The month of May in the Gong has seen many variations of weather. The best, to me, is the cosy feel of wet and sound of windy whoosh, on a weekday morning, when I am resigned to be indoors any way for most of the day. The drip drap of persistent water drops sliding on leaves outside the bedroom window may not be the best way to greet the new day, but it is definitely refreshing -and once I get going, out of the bedroom and the house, and into the car, I relish the prospect of the possibilities of a a new day. Rain or not.
On a weekend, the sun and blue skies, typical of the Aussie landscape, are preferred. The promise of a packed weekend is only restrained by the distance travelled and the company I keep. The conscious sense of time diffuses better into a sheer memory of timelessness the better the company. It does not matter what we do as long as we enjoy each other's presence - whether we are cleaning the windscreen of a car, partaking food sitting around a table or driving along unknown roads far away from home.

• [Records supplied]:
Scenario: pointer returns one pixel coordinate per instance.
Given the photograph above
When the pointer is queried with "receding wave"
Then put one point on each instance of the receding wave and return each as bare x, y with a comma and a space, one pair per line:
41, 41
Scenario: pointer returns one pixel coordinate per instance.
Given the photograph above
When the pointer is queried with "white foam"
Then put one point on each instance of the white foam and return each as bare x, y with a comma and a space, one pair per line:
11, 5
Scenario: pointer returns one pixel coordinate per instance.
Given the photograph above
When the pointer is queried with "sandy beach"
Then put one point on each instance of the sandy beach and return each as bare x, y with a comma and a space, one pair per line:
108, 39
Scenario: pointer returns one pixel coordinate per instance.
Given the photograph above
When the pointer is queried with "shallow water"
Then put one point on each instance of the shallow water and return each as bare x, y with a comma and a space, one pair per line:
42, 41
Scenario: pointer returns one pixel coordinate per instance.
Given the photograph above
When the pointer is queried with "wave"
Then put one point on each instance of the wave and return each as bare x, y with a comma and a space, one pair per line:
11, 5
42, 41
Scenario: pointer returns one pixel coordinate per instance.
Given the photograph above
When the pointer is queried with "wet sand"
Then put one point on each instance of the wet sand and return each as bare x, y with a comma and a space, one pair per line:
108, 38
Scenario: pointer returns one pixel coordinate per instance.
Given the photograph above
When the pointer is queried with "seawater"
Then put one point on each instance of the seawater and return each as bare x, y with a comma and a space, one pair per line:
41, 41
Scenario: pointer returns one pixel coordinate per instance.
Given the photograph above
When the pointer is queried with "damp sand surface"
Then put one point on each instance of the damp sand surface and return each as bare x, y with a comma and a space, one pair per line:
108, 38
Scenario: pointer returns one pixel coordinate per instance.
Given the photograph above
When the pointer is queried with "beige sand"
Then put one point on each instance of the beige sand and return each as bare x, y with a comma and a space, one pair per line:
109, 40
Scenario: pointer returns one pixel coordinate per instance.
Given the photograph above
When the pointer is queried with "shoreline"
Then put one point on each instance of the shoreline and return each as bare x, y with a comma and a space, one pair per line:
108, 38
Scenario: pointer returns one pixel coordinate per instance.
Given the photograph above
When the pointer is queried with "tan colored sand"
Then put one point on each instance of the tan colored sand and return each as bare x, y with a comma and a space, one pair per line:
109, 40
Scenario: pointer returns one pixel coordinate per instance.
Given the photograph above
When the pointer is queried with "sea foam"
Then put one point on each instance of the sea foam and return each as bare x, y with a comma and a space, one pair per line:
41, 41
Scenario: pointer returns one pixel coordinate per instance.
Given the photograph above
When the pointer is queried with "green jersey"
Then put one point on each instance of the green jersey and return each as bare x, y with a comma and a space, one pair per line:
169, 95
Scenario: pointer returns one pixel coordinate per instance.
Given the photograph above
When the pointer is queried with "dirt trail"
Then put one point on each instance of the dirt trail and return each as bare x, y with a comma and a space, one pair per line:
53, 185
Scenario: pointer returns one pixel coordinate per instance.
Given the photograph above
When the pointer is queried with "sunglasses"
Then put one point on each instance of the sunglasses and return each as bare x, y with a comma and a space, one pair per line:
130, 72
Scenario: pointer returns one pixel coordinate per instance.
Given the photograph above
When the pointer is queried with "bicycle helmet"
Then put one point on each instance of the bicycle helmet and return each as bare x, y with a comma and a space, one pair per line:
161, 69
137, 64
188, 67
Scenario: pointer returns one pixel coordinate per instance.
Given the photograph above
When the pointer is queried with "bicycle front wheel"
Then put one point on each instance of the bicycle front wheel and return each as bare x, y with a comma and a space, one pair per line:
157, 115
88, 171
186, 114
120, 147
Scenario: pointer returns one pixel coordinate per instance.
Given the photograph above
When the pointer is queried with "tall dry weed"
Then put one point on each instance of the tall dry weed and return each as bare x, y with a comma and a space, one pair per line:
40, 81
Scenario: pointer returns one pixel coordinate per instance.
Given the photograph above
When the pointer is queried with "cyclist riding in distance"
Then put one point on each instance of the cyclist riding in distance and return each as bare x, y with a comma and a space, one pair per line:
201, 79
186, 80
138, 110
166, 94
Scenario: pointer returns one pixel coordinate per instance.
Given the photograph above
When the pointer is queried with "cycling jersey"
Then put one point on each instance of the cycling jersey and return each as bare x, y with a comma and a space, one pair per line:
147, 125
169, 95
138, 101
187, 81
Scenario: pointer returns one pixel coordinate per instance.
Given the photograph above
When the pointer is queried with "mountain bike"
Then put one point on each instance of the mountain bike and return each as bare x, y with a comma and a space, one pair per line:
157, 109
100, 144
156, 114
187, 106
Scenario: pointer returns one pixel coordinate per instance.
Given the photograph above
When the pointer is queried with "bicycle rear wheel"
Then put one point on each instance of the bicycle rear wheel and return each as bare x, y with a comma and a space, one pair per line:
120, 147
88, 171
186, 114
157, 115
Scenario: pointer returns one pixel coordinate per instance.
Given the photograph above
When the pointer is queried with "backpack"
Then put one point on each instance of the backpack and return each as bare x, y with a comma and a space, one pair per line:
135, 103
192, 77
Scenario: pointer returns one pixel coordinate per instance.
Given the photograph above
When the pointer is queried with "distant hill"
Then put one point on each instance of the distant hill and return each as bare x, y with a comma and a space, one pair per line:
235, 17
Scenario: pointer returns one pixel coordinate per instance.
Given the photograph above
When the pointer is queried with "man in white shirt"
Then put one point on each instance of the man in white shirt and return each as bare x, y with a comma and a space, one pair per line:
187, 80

• [Work to complete]:
Copy out the entire passage about May weather in the Gong, keeping every word and punctuation mark unchanged. The listing above comes from a different source than the passage about May weather in the Gong.

• [Task result]:
The month of May in the Gong has seen many variations of weather. The best, to me, is the cosy feel of wet and sound of windy whoosh, on a weekday morning, when I am resigned to be indoors any way for most of the day. The drip drap of persistent water drops sliding on leaves outside the bedroom window may not be the best way to greet the new day, but it is definitely refreshing -and once I get going, out of the bedroom and the house, and into the car, I relish the prospect of the possibilities of a a new day. Rain or not.
On a weekend, the sun and blue skies, typical of the Aussie landscape, are preferred. The promise of a packed weekend is only restrained by the distance travelled and the company I keep. The conscious sense of time diffuses better into a sheer memory of timelessness the better the company. It does not matter what we do as long as we enjoy each other's presence - whether we are cleaning the windscreen of a car, partaking food sitting around a table or driving along unknown roads far away from home.